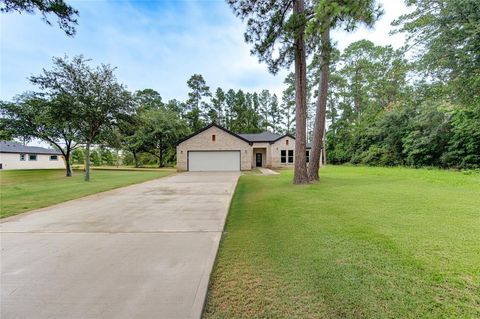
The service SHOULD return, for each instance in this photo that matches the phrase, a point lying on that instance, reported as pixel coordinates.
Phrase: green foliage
(78, 156)
(95, 158)
(382, 119)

◆ Goal of the exercise: Restate each line above exactly, keeping pictures out.

◆ Your response:
The service SHOULD return, for each instance in this photo that matches the phrase, a point lying on that instance, reported as pixel coordinates.
Phrase: green foliage
(78, 156)
(95, 158)
(382, 119)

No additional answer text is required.